━━ Text excerpt ━━

Eat less salt. Don’t smoke in bed. Vote for who inspires you.
These are the messages delivered by Nirvana’s weed quack after he enthusiastically slaps my back, checks my heartbeat (“Strong heart!”) and blood pressure and asks a few questions about my marijuana use. As I wait for him to sign off on my prescription after the briefest of examinations, I stare off at his office’s dispensary-green walls and decor that gestures at a more professional vibe (including an examination table, a medicine ball, a pull-up bar and some higher-tech equipment that seems underutilized).
It’s impossible not to think about the lives of weed doctors when they’re not on the clock at clinics named Nirvana, The Green Doctors or 420 Evaluations. Are they out conducting real physicals, inspecting pre-cancerous moles and delivering babies? Are they working on cutting-edge research on the use of CBD oils to fight seizures? Or are they unable to make enough money using their medical degrees for more conventional purposes —due, perhaps, to age, debt, or mediocre qualifications?

━━━
━━ Provided material ━━

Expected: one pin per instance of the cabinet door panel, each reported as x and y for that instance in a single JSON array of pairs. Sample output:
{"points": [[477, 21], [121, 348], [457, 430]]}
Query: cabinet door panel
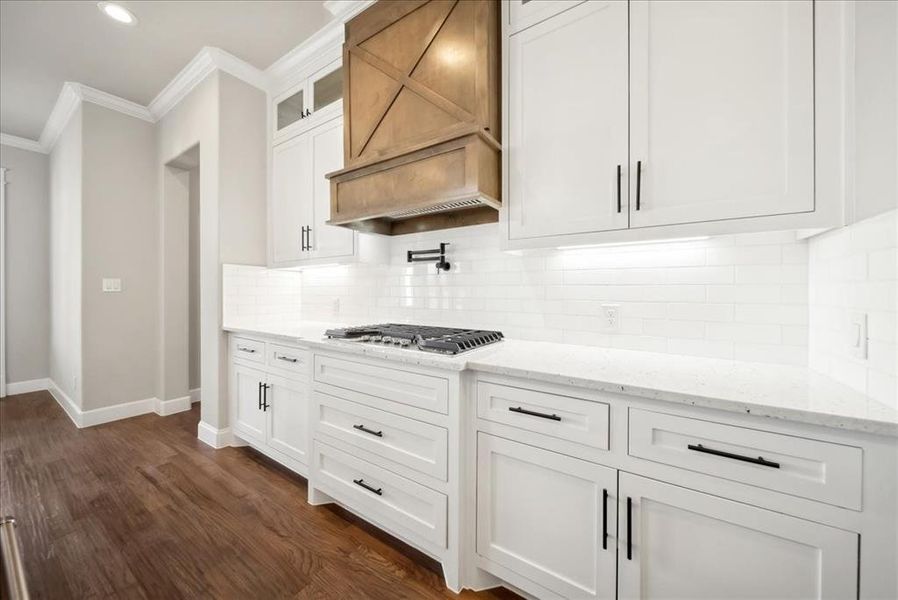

━━━
━━ Provided material ━━

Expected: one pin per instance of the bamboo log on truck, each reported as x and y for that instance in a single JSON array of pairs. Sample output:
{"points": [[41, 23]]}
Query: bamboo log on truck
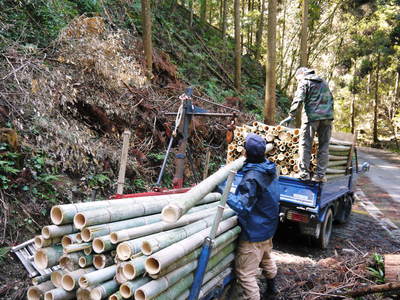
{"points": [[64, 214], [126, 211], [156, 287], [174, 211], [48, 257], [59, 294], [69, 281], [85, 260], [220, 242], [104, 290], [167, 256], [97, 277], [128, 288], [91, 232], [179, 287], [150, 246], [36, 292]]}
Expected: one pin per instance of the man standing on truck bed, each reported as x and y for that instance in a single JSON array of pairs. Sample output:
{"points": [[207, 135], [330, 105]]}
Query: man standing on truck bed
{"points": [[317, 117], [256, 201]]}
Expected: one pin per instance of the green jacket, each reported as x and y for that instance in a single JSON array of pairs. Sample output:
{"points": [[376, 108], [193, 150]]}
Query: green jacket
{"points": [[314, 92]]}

━━━
━━ Provided material ━━

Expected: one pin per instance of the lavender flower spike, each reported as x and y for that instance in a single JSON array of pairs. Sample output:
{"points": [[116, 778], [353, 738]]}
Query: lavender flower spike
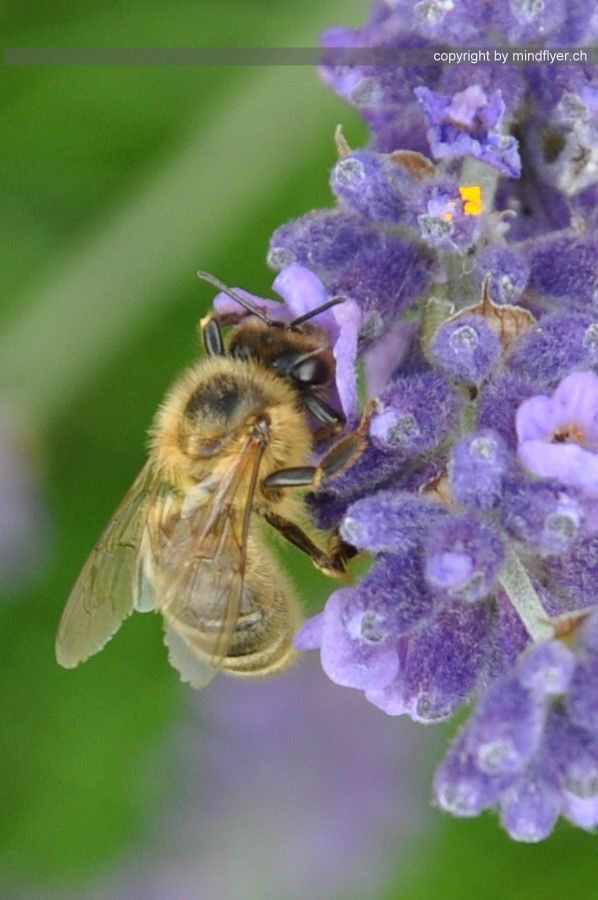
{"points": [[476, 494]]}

━━━

> Parts of the exercise:
A – In the text about the weed doctor, what does the doctor say after checking the heartbeat?
B – Write out the part of the weed doctor text between "These are the" and "that seems underutilized).", inclusive.

> Written responses:
A – "Strong heart!"

B –
These are the messages delivered by Nirvana’s weed quack after he enthusiastically slaps my back, checks my heartbeat (“Strong heart!”) and blood pressure and asks a few questions about my marijuana use. As I wait for him to sign off on my prescription after the briefest of examinations, I stare off at his office’s dispensary-green walls and decor that gestures at a more professional vibe (including an examination table, a medicine ball, a pull-up bar and some higher-tech equipment that seems underutilized).